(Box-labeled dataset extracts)
★ ★ ★ ★ ★ ★ ★
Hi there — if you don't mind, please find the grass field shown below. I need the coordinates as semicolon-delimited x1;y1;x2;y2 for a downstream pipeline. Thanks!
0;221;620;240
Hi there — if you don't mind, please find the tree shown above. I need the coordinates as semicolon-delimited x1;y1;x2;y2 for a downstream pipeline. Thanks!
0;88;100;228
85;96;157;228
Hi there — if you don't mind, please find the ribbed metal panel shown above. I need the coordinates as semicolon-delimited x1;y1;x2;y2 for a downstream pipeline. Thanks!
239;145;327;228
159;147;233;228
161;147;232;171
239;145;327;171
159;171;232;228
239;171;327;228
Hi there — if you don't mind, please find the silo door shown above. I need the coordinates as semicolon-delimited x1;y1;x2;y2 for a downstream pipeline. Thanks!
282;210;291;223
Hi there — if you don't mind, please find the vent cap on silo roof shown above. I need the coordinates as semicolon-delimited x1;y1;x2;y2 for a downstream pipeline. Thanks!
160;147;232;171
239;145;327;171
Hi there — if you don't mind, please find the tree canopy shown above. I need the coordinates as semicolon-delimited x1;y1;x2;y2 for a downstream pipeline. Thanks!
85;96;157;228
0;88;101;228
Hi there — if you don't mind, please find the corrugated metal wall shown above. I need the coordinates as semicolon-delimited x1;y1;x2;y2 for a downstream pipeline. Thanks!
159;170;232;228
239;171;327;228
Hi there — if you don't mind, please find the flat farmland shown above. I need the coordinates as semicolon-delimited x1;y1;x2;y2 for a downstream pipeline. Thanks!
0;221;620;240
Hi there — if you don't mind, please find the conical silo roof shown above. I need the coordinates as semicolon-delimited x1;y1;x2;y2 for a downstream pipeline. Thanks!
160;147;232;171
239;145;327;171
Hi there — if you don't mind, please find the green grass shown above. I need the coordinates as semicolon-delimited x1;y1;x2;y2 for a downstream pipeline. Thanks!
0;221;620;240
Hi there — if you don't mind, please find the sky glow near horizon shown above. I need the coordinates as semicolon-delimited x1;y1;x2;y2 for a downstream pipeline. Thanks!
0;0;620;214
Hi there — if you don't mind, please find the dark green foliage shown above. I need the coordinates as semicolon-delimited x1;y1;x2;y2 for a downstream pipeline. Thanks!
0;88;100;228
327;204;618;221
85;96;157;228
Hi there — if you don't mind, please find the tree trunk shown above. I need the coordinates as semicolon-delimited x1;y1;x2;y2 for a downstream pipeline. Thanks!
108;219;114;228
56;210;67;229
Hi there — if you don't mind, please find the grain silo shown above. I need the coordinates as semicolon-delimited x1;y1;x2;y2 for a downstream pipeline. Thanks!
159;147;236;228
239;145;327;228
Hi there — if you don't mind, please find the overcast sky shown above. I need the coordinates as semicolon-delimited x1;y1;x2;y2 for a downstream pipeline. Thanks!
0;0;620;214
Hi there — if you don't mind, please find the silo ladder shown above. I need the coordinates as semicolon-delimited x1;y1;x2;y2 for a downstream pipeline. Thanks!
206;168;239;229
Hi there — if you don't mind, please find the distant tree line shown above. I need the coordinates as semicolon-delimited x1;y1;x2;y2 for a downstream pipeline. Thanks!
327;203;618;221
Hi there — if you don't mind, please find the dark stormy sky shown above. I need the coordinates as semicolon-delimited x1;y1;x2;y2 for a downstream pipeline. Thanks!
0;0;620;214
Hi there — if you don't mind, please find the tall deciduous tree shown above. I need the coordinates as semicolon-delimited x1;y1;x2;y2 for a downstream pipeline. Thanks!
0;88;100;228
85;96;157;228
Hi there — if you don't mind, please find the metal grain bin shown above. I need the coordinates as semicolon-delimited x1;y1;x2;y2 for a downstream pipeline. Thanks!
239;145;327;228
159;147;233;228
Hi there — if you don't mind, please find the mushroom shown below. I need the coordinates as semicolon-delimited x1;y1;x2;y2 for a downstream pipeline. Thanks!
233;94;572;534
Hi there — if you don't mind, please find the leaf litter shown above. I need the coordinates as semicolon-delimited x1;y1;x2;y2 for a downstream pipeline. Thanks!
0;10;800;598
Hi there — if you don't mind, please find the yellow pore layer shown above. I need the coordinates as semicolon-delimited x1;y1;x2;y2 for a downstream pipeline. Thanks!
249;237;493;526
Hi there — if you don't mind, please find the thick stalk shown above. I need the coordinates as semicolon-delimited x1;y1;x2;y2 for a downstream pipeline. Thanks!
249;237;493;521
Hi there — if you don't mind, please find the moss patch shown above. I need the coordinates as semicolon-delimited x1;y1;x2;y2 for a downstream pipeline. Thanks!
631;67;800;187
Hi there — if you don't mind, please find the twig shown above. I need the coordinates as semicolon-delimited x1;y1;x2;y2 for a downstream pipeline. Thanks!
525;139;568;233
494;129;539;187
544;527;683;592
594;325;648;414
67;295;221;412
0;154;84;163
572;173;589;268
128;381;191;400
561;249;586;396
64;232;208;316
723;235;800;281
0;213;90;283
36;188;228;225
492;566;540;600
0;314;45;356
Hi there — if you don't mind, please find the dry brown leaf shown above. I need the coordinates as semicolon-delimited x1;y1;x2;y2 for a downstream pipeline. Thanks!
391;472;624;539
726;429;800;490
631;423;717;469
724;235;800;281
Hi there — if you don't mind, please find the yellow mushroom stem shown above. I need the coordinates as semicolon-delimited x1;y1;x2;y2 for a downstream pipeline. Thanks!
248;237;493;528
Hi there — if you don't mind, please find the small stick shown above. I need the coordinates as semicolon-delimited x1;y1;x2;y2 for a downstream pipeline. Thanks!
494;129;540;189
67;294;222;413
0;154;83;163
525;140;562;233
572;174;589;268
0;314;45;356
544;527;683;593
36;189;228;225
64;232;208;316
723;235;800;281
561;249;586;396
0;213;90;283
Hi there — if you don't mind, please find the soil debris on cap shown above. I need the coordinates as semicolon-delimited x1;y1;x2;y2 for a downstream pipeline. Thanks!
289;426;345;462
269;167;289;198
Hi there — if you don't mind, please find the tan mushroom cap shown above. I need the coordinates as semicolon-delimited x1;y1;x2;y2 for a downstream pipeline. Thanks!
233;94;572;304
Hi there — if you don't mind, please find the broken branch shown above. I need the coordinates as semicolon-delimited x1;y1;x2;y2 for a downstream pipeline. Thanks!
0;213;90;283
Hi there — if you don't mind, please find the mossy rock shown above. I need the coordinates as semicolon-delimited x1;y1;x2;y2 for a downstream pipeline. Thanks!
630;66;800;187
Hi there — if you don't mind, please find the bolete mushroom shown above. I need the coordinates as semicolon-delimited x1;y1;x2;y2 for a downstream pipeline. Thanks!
★ ★ ★ ★ ★ ★ ★
** What to do **
Please reproduce the listing starting with the line with "Hi there — if you don't mind, please find the ribbed" and going on through the line with "0;88;101;228", leaving the requests unchanged and scaling each bounding-box coordinate in the answers by 2.5, rounded to a whole number with halves going up. Give only those lines.

** Exercise answer **
Hi there — if you don't mind, please find the ribbed metal panel shown above. I need the coordinates as semicolon-delimited x1;y1;x2;y2 for a downstream pipeline. Thanks!
598;363;818;570
398;368;583;570
403;368;580;428
598;363;818;428
398;428;580;570
598;428;818;570
Hi there — if you don't mind, please find the silo door shown above. I need the coordinates as semicolon-delimited x1;y1;x2;y2 for a downstream pipeline. Thanks!
705;525;728;558
Hi there — if you don't mind, please find the vent cap on silo roof shown above. I need the coordinates as semicolon-delimited x1;y1;x2;y2 for a downstream pipeline. Thanks!
400;368;580;428
598;363;818;428
Hi there — if you don't mind, please find the tree canopy shown above. I need the coordinates as semicolon-delimited x1;y1;x2;y2 for a downstream pipeline. Thanks!
213;240;393;570
0;220;253;570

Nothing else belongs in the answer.